===== Document extract
"The alcohol fades, but the moment stays,” says Parag A. Shastry.
On a regular evening, he reaches for a glass of whisky—neat, or with a splash of water, soda, or a twist of citrus. But writing Madira (Rupa Publications) over the past three years has made him more attentive to what goes into that glass. “Not in a very technical way,” he says, “but I’m more aware of the small additions.”
The book brings together over 101 cocktail recipes featuring Indian spirits such as mahua, kallu, feni, and neera toddy, but it also pushes a larger idea. “It’s about the memory you sit with,” say Shastry. Madira has been written for, what Shastry calls, “the curious reader”. The recipes become entry points into thinking about drinks—their ingredients, origins, and stories.
“How do you bring a slight shift in how people think?” he asks. “Where is this drink coming from? What does it represent? Is there a story to what you’re drinking?”
A life in motion
The son of a bank employee, he moved frequently as a child, attending nearly ten schools across states including Madhya Pradesh, Gujarat, Maharashtra, and West Bengal. As an adult, he has lived in Mumbai, Delhi, Pune, and Bengaluru, and is currently based in Indore, while travelling through smaller towns like Nemal, Malwa, and Gwalior.
Shastry keeps the language deliberately simple, drawing from his decade-long background in the alcobev industry, rather than as a trained mixologist. He draws from his work in alcohol innovation and product strategy vertical, which required him to understand how Indians engage with food and drink across regions.
Many of these experiences find their way into the book—college experiments with tequila, tamarind paste, and chaat masala in a hostel room; memories of meetha paan-flavoured toddy from his grandfather’s hometown in Khandwa, and encounters with urban speakeasies.
Initially conceived as a personal journey, the book moved away from an autobiographical format. “I didn’t want it to revolve around one character—me,” Shastry says. “I wanted the focus to remain on the ingredients, places, and experiences.” Instead, the stories unfold in the third person, allowing readers to step into the moments and form their own connections.
Delhi, in a glass
What does Delhi’s drinking culture look like from his book? In Madira, Delhi finds its way into the narrative through two recipes. One is a Chaat Masala Bloody Mary. Instead of the usual Worcestershire sauce and hot sauce, the story’s protagonist, Aarav, takes a distinctly Indian route—adding chaat masala, kala namak, muddled green chillies, and black pepper, leaning into the city’s unapologetic love for bold flavours. “It’s brunch in Delhi. With masala. With fire. With absolutely no apologies,” Shastry writes in the book.
In another, Shastry introduces Nidhi, who recalls summers in her dadi’s kitchen, making a cooler with mangoes, mint, and black salt—a memory she recreates at a café in Delhi as a Mango and Mint Summer Cooler, blending nostalgia with the city’s flavour palette.
==========
===== Supplied material
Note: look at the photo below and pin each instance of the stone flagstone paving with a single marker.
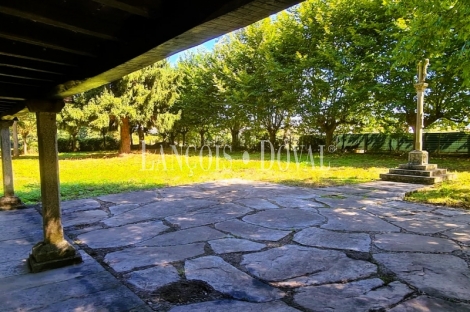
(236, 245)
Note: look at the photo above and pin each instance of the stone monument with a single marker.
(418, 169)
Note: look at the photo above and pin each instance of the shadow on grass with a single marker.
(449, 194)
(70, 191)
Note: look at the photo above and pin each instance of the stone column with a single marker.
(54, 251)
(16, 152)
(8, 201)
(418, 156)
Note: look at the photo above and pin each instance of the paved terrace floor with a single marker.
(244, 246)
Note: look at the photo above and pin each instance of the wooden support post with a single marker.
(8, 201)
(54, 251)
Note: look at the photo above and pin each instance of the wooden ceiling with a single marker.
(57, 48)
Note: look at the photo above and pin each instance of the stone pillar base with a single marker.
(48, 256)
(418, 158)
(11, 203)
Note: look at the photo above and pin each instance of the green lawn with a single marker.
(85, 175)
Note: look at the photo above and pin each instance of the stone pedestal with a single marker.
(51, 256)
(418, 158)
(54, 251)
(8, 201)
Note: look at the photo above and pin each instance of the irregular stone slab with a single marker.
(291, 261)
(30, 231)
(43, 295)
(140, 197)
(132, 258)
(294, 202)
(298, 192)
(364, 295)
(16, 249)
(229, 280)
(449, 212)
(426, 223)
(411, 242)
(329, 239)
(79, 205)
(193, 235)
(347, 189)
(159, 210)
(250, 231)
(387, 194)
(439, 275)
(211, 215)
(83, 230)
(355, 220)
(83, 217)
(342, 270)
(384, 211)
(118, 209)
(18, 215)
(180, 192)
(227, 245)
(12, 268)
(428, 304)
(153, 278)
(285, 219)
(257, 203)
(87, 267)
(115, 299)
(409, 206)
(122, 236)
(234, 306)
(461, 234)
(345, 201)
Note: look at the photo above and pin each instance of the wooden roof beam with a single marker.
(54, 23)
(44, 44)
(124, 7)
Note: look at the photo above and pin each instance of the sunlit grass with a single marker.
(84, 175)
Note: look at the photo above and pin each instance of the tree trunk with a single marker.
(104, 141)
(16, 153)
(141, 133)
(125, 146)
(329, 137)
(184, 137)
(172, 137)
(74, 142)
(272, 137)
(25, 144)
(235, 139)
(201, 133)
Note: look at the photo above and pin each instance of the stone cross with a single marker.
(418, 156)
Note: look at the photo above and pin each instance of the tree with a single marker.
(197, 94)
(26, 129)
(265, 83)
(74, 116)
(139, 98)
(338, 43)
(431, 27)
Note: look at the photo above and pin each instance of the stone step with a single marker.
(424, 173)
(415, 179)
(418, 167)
==========
◆ **Goal 1**
Check statements (a), (b), and (c) against the article on Madira. Mark each yes or no and quote the words from the article that decide it. (a) Shastry writes as a trained mixologist. (b) The book collects over 101 cocktail recipes. (c) The book's stories are told in the first person.
◆ **Goal 2**
Write a continuation of the article on Madira, beginning right after its last sentence.

◆ **Response 1**
(a) No: "drawing from his decade-long background in the alcobev industry, rather than as a trained mixologist"
(b) Yes: "The book brings together over 101 cocktail recipes featuring Indian spirits"
(c) No: "the stories unfold in the third person"

◆ **Response 2**
For Shastry, Delhi stands apart—not so much for its ingredients, but for how drinking itself plays out across the city’s on-trade spaces, for both consumers and establishments. As a city with a deep love for food, Delhi’s drinking culture is constantly evolving—from thekas scattered across neighbourhoods to secretive speakeasy bars in Vasant Kunj and Greater Kailash. Alongside this are vinyl bars, where music and drinks collide, and omakase-style cocktail experiences offering curated line-ups.
“It’s not moving in one clear flavour direction,” he says. “There’s a contrast.” There are drinks that feel familiar and comforting, alongside cocktails that are more layered, sometimes leaning bitter. In Delhi, he observes, the drink itself matters deeply—but so does how one drinks it.
Undoing the colonial palate
Beyond Delhi, he sees a broader shift underway. “People are travelling more, experiencing different formats, and wanting that in India,” he says. “At the same time, there’s a deeper interest in craft.” Running through the book is a quiet pushback against the dominance of Western cocktail traditions. Shastry traces this to colonial conditioning, when Indian practices—including local alcohol traditions that were dismissed or overlooked. Across India, local spirits vary dramatically every few hundred kilometres. Yet, unlike food, where regional variation is celebrated, non-standardised alcohol is often viewed with suspicion. “That’s colonial baggage we still carry,” he says.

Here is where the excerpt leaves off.